What to work on: Scan the data below for lines holding the word "flock", and copy each line found.
══════════
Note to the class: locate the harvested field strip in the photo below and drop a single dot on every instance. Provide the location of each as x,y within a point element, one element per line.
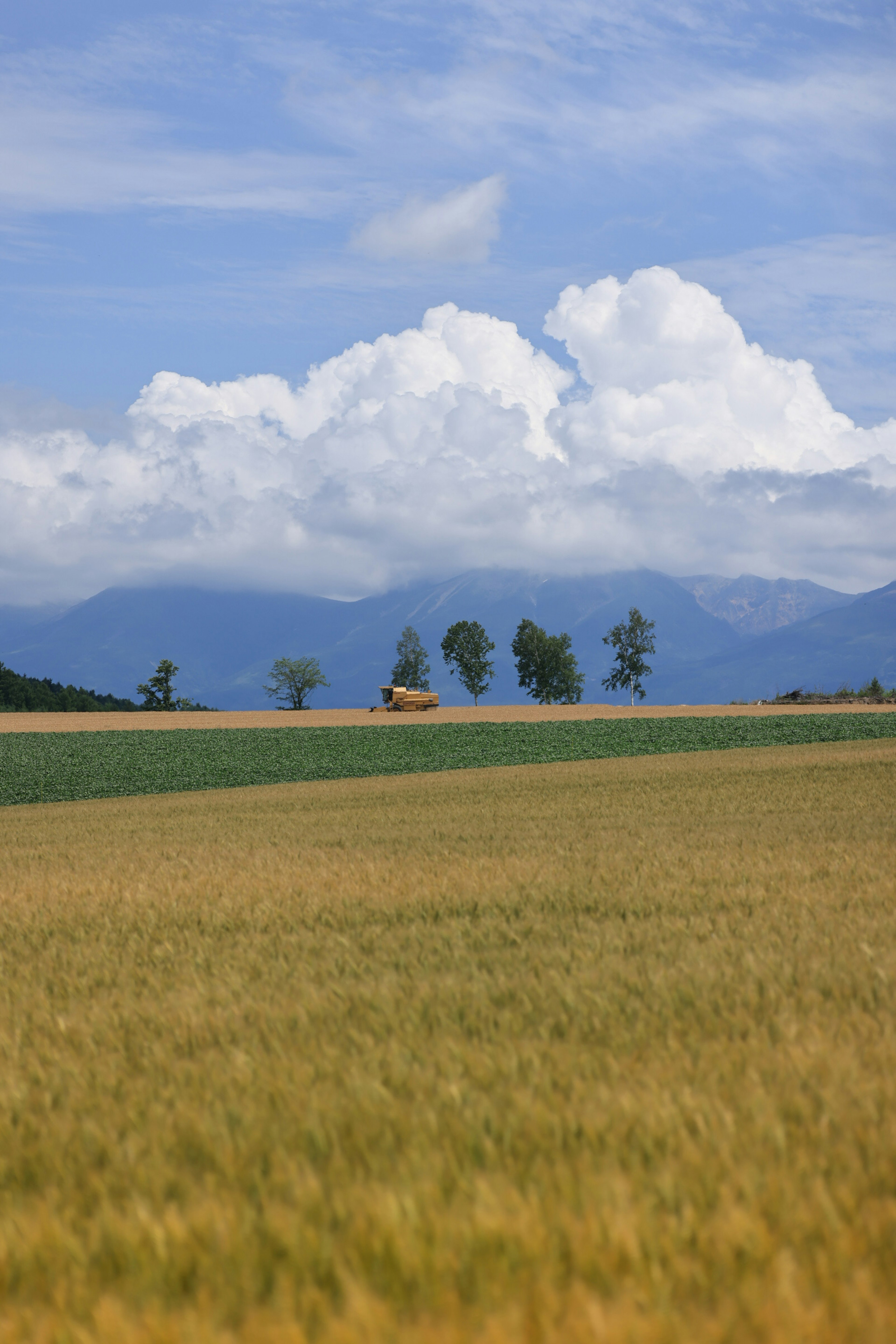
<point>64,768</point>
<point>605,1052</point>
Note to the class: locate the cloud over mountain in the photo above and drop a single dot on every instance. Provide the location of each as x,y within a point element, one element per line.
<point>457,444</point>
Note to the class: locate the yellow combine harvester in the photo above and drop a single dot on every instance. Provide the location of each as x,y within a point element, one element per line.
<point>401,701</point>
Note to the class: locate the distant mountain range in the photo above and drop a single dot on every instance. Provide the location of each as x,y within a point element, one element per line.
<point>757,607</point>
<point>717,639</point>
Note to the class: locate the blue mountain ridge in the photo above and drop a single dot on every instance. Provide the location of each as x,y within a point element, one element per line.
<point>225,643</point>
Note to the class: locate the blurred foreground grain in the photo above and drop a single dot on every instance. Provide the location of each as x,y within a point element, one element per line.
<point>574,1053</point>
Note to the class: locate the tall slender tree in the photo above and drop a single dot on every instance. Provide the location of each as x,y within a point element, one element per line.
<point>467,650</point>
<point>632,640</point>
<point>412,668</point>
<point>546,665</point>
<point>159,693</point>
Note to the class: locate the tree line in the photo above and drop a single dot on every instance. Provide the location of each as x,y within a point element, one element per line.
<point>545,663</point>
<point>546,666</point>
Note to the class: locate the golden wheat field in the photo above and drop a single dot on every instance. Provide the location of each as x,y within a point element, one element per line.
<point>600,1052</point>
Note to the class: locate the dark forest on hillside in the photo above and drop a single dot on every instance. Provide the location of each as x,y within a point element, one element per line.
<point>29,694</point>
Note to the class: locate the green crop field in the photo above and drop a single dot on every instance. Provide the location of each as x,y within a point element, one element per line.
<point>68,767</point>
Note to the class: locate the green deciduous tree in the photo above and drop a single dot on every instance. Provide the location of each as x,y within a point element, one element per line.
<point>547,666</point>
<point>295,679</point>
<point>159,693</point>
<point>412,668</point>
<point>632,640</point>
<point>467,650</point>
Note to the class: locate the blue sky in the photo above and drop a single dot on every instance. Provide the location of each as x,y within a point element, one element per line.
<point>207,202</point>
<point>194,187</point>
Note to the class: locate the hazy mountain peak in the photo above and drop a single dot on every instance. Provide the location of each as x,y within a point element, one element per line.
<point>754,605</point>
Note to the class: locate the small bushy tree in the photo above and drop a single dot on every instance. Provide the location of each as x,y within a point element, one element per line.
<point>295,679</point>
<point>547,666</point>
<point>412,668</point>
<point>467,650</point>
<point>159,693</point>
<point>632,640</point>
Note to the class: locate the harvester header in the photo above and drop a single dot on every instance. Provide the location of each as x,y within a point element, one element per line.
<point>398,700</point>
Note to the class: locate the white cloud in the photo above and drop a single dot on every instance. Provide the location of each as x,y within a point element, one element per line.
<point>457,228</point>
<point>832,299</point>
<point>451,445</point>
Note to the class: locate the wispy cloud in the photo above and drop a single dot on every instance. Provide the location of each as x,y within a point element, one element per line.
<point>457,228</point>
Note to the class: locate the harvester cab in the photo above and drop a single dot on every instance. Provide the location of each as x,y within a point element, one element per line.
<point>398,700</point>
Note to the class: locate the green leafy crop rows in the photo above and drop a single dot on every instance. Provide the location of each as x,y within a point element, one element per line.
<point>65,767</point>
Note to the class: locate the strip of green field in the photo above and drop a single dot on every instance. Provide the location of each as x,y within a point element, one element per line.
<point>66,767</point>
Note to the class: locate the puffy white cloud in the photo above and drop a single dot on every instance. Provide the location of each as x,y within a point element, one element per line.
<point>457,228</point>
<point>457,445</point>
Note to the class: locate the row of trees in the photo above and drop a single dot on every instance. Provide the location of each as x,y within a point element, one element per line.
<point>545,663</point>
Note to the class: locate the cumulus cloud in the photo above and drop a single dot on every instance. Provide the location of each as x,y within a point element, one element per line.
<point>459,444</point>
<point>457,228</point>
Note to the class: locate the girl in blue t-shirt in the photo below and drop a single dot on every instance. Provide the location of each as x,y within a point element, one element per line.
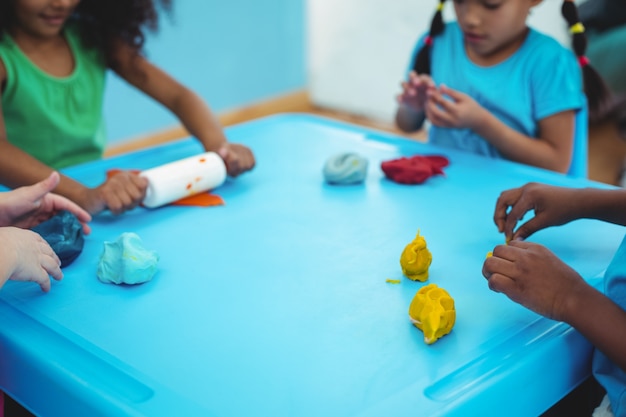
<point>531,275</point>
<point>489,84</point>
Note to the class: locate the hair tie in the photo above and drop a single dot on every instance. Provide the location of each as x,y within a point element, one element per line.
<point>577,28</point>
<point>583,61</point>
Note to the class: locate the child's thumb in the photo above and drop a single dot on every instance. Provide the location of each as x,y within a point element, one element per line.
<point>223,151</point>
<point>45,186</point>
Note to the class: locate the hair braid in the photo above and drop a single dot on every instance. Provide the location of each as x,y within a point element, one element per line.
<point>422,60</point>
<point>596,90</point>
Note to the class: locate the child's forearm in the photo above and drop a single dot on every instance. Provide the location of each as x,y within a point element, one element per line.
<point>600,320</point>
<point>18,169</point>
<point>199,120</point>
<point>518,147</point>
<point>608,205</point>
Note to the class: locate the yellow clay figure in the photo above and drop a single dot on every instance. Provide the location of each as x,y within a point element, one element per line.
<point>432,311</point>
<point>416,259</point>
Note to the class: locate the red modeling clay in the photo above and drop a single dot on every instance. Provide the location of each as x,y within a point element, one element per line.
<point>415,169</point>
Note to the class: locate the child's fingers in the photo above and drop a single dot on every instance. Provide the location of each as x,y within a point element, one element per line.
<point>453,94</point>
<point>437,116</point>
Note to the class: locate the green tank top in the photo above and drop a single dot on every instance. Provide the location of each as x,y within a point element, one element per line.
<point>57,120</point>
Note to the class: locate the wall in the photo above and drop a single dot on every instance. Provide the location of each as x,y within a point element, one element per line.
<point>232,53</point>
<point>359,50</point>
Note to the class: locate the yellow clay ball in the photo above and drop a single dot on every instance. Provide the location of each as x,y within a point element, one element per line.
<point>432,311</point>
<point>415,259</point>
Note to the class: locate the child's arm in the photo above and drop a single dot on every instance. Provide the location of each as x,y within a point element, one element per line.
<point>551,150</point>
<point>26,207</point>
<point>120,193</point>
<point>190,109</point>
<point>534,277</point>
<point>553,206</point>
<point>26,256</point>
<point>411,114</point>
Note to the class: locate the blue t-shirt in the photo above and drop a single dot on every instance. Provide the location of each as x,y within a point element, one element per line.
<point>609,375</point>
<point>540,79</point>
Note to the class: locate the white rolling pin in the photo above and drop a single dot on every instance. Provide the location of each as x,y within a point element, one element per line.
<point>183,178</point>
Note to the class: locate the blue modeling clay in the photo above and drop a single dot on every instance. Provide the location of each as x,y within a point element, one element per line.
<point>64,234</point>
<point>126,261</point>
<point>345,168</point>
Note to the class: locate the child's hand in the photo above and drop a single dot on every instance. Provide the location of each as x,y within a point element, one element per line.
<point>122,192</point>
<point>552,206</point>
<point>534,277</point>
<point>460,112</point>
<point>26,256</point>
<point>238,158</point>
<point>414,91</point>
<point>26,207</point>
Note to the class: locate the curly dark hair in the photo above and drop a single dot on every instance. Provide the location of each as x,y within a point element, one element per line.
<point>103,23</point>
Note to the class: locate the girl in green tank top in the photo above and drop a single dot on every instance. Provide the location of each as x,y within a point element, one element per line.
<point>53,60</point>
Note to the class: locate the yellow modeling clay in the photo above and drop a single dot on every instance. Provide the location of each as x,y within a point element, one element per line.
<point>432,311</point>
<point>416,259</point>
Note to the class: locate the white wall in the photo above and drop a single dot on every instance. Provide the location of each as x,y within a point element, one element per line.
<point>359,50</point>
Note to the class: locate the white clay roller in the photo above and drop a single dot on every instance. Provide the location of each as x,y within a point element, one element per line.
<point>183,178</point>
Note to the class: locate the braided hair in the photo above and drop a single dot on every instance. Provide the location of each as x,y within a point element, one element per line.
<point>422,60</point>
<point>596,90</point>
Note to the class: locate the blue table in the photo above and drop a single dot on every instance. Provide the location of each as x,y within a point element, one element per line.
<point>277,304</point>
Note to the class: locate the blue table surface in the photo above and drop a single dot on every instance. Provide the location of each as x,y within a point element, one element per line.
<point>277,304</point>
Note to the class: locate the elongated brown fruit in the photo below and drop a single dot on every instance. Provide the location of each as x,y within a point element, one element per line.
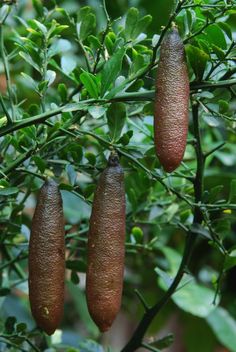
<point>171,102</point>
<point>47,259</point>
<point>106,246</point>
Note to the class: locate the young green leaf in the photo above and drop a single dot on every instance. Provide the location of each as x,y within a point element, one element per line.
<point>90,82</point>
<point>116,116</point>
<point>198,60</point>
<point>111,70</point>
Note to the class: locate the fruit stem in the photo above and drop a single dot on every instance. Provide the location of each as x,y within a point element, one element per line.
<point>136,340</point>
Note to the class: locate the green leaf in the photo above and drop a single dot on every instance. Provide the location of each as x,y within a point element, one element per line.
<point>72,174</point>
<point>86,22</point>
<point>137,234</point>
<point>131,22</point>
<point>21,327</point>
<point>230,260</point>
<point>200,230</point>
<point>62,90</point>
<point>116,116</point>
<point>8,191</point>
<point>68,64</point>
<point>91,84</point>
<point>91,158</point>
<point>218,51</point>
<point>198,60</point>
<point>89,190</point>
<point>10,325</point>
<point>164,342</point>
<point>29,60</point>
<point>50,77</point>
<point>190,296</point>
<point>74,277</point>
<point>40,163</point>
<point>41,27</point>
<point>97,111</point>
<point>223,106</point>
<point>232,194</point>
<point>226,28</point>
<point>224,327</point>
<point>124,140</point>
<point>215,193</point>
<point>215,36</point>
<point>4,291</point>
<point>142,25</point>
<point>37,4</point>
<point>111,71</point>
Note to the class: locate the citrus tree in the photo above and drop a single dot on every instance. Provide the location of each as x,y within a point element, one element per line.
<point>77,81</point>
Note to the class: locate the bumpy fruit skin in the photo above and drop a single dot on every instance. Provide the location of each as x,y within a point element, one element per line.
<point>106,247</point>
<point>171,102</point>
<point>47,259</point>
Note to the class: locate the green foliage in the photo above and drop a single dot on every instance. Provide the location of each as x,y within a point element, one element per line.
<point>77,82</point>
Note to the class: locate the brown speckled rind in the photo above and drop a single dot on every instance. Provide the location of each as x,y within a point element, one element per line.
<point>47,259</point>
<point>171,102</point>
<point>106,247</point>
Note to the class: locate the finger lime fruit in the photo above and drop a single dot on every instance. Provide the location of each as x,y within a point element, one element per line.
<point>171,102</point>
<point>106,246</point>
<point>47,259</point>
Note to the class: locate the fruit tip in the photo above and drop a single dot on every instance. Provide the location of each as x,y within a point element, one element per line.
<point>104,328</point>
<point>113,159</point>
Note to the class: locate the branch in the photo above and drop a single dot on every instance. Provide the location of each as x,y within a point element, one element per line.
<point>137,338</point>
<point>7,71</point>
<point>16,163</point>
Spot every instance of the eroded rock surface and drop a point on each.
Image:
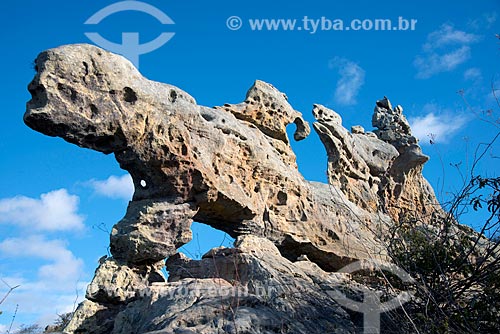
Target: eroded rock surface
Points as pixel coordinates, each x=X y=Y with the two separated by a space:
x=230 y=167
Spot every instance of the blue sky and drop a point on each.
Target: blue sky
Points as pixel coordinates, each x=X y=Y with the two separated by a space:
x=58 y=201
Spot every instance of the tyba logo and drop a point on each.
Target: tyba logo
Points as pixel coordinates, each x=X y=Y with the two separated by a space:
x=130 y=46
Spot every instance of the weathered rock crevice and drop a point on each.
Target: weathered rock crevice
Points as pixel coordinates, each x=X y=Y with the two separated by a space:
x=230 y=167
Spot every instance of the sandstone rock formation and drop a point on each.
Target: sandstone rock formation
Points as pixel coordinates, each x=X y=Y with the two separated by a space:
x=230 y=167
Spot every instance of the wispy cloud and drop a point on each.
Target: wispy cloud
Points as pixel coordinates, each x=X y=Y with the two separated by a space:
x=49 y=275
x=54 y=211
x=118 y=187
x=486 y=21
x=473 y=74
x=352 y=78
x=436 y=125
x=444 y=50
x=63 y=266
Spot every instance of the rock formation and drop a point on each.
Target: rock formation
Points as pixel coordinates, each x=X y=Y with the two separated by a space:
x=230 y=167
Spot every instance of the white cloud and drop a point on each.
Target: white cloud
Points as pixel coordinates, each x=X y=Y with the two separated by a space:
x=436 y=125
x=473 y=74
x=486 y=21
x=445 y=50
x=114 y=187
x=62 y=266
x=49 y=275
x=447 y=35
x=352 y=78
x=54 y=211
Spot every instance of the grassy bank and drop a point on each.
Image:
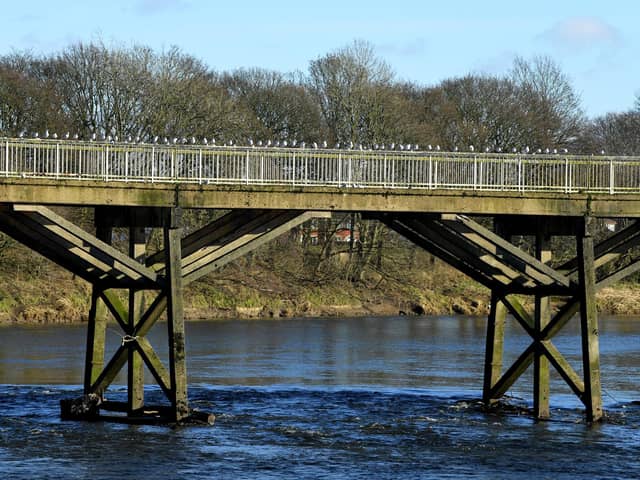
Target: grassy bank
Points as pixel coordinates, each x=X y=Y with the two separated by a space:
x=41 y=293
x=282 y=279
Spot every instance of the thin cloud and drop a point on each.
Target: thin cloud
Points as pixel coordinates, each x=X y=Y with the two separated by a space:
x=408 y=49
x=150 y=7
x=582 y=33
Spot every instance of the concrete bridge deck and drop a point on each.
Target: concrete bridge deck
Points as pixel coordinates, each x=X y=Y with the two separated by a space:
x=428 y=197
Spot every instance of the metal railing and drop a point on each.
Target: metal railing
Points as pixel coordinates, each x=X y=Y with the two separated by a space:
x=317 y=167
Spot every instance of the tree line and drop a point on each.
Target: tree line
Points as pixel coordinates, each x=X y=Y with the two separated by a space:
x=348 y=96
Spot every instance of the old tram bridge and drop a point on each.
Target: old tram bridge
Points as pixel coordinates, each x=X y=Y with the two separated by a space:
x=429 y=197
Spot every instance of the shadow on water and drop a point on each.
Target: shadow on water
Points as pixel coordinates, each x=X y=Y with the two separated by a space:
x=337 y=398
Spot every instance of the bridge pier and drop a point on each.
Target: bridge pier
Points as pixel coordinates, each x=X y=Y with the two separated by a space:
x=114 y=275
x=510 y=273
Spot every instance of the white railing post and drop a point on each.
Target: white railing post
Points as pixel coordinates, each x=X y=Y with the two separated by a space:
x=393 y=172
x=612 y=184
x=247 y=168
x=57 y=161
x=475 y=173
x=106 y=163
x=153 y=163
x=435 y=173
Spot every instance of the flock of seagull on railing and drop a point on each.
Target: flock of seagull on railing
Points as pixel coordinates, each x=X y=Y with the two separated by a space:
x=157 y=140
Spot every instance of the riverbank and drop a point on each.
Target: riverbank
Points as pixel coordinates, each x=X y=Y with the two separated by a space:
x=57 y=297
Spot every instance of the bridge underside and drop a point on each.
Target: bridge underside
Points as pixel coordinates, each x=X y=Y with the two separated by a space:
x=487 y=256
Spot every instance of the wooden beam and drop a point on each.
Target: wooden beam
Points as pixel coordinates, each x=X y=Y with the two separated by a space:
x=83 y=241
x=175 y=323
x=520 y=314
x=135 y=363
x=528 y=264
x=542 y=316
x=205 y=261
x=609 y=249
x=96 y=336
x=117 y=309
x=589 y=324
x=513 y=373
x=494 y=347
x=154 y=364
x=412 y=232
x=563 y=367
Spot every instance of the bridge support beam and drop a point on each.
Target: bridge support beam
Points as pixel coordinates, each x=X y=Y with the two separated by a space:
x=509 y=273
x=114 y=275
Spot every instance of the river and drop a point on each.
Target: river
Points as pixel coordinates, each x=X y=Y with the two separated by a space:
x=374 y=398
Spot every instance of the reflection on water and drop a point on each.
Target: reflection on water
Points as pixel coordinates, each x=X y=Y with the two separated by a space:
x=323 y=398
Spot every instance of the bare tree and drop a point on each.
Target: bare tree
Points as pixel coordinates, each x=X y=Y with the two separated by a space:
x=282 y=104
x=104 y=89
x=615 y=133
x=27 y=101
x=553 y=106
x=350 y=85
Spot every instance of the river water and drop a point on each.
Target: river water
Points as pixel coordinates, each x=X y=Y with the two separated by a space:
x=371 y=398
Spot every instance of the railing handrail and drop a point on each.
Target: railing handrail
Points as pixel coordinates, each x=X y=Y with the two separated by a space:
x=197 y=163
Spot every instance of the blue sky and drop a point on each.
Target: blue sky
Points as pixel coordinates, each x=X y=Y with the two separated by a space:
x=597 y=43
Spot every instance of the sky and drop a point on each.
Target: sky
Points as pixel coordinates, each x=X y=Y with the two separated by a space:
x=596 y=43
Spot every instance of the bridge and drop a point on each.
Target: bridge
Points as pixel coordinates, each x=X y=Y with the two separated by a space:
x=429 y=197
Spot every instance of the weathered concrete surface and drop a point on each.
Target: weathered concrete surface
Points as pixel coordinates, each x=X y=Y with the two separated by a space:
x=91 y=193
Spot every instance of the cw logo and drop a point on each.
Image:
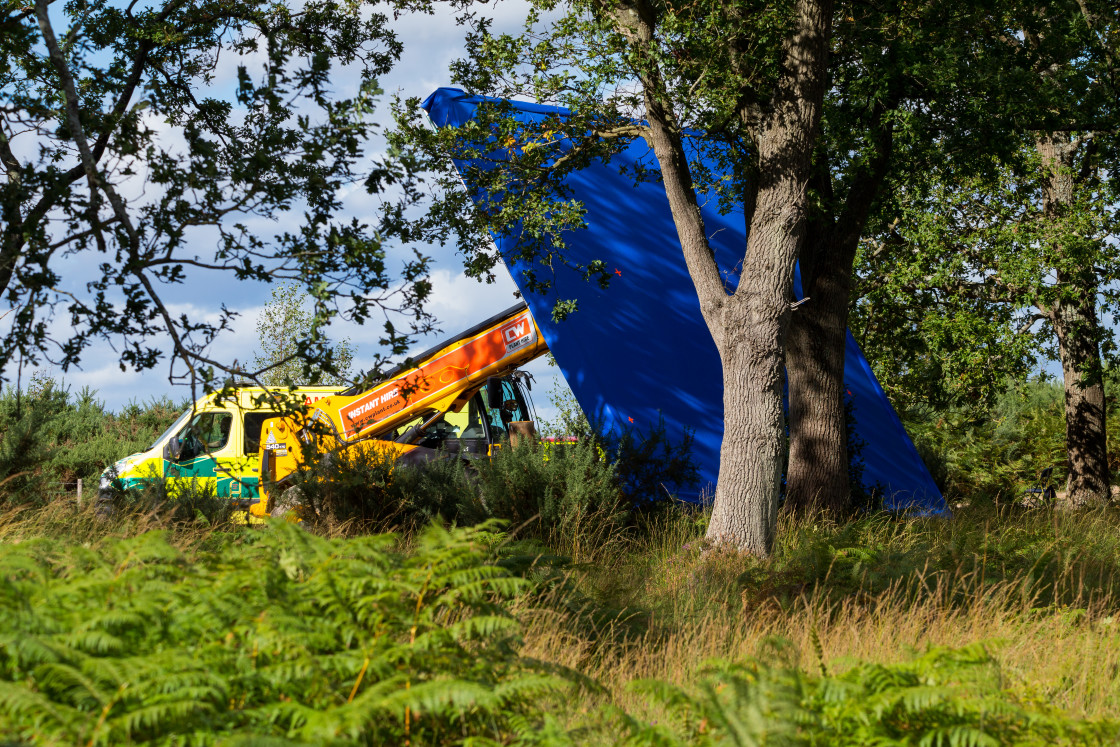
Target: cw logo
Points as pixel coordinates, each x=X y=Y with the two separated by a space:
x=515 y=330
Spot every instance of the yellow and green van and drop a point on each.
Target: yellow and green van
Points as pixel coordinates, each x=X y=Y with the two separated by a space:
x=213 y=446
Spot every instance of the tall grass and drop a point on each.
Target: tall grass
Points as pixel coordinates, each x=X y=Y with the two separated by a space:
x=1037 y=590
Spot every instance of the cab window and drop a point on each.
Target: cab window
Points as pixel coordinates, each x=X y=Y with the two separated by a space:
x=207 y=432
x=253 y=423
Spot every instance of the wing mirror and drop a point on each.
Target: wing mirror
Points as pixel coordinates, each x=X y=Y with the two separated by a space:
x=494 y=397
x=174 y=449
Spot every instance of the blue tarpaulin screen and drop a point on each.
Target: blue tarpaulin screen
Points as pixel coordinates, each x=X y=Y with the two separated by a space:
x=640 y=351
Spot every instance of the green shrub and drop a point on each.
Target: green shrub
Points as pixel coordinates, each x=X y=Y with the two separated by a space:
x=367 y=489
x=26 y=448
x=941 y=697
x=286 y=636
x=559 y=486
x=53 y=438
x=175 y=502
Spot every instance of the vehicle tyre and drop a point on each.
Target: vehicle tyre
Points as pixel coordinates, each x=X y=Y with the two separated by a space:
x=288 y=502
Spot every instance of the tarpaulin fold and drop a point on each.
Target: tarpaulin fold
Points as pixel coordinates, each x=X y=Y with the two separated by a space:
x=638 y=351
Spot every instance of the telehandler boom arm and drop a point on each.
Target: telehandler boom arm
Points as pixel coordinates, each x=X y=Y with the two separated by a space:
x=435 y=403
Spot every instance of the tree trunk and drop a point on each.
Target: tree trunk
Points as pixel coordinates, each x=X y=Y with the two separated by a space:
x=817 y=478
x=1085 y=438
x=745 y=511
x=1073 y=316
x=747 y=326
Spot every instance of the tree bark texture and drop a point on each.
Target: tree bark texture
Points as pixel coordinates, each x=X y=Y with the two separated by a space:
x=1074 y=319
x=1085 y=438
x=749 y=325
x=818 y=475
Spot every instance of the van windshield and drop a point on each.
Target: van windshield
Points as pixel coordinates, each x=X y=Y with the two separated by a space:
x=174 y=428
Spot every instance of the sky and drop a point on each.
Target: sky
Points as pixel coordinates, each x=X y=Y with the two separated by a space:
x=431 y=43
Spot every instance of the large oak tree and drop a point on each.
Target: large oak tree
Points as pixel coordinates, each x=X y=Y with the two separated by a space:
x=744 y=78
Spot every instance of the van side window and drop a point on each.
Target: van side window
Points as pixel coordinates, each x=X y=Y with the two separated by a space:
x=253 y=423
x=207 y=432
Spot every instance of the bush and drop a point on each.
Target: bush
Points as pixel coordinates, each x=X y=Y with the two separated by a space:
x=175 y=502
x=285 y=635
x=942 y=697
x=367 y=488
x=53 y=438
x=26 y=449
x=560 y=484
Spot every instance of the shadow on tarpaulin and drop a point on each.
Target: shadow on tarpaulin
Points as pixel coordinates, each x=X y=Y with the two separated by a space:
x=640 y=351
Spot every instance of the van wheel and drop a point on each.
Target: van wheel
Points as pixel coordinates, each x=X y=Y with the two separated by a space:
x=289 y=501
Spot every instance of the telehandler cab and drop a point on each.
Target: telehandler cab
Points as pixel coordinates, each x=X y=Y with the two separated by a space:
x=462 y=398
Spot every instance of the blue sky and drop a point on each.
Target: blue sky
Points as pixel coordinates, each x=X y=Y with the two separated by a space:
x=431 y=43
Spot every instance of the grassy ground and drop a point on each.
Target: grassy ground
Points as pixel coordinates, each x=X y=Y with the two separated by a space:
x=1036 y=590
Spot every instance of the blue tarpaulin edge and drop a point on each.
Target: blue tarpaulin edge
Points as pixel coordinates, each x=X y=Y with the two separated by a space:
══════════
Expected output:
Spot every instance of the flock of seagull on railing and drop a point on each.
Target: flock of seagull on railing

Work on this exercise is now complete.